Collected data entries
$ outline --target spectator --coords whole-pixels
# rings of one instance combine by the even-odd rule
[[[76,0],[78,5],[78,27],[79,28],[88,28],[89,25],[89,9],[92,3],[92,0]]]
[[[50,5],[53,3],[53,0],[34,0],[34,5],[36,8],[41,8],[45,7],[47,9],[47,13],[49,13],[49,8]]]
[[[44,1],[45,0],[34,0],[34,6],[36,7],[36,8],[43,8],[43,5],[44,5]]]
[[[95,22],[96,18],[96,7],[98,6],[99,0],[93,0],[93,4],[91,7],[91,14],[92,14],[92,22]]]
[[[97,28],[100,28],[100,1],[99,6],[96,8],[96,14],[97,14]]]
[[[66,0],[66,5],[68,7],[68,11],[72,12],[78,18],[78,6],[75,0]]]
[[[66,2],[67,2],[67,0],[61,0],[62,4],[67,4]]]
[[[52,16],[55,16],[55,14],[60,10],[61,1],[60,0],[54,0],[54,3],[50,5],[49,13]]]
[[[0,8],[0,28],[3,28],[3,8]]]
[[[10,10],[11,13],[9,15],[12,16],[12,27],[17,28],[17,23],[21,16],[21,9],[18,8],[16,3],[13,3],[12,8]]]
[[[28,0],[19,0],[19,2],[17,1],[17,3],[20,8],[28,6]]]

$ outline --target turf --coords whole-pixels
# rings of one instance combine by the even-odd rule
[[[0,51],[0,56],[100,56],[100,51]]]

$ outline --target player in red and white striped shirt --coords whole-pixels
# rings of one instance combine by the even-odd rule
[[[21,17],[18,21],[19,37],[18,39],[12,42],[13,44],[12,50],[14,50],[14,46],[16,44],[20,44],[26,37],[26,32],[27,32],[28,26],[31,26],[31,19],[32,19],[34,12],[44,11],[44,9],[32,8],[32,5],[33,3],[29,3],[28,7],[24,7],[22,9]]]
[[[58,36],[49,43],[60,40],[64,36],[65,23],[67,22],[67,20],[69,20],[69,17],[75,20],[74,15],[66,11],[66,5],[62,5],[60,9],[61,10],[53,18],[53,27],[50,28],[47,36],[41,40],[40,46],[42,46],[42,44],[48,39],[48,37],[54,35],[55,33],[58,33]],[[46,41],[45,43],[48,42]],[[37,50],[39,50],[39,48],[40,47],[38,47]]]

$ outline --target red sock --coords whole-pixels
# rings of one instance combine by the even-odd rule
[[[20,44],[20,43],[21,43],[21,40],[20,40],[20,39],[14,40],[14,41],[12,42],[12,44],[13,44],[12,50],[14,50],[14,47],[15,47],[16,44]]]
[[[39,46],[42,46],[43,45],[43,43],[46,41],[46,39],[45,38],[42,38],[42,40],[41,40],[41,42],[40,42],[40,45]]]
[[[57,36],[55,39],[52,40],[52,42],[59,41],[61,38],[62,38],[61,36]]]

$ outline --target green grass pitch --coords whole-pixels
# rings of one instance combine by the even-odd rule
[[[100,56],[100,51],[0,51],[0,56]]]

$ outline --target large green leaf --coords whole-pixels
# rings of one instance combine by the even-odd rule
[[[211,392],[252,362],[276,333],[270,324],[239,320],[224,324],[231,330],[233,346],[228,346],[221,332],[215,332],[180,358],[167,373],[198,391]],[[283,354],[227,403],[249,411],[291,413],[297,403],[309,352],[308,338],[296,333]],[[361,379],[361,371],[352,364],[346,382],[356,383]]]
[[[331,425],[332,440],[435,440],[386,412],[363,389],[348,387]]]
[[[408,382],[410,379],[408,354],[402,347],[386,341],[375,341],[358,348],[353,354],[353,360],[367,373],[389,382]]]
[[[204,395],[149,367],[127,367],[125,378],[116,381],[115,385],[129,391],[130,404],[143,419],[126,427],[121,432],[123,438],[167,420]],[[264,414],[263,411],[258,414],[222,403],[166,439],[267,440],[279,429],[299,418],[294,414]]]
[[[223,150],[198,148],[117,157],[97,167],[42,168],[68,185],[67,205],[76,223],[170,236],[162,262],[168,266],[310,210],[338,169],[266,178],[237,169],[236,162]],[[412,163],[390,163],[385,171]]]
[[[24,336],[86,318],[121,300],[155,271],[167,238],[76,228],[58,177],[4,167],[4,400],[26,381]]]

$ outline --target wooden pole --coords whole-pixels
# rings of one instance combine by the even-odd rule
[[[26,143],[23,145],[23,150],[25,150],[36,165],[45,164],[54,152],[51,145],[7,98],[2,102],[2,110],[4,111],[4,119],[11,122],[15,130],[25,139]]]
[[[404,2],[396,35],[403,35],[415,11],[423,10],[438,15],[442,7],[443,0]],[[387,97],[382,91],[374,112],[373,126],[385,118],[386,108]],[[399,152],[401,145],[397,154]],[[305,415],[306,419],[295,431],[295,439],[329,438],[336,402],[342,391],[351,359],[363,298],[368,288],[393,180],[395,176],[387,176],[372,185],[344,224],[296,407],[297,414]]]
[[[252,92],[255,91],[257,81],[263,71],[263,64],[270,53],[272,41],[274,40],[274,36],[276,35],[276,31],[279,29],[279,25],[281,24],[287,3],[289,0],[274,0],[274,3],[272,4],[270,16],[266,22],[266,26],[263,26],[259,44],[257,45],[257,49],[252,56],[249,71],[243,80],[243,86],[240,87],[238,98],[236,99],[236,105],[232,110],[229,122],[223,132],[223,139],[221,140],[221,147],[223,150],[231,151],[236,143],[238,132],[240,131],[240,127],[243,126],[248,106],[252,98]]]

__Request__:
Swap "spectator" for "onlooker" in the data, starting at the top and stopping after the line that contains "[[[28,0],[19,0],[19,2],[17,1],[17,3],[20,8],[28,6]]]". Give those lines back with nothing else altered.

__Complete output__:
$ outline --target onlooker --coords whole-pixels
# rings of one instance combine by the even-odd rule
[[[76,0],[78,5],[78,27],[79,28],[88,28],[89,25],[89,9],[92,3],[92,0]]]
[[[50,5],[53,3],[53,0],[34,0],[34,5],[36,8],[41,8],[45,7],[47,9],[47,13],[49,13],[49,8]]]
[[[44,1],[45,0],[34,0],[34,6],[36,7],[36,8],[43,8],[43,5],[44,5]]]
[[[95,22],[96,18],[96,7],[98,6],[99,0],[93,0],[93,4],[91,7],[91,14],[92,14],[92,22]]]
[[[97,28],[100,28],[100,1],[99,6],[96,8],[96,14],[97,14]]]
[[[66,0],[66,5],[68,7],[68,11],[72,12],[78,18],[78,6],[75,0]]]
[[[66,2],[67,2],[67,0],[61,0],[62,4],[67,4]]]
[[[52,16],[55,16],[55,14],[60,10],[61,1],[60,0],[54,0],[54,3],[50,5],[49,13]]]
[[[0,8],[0,28],[3,28],[3,8]]]
[[[10,10],[11,13],[9,15],[12,16],[12,27],[17,28],[17,23],[21,16],[21,9],[18,8],[16,3],[13,3],[12,8]]]
[[[28,0],[19,0],[19,2],[17,1],[17,3],[20,8],[28,6]]]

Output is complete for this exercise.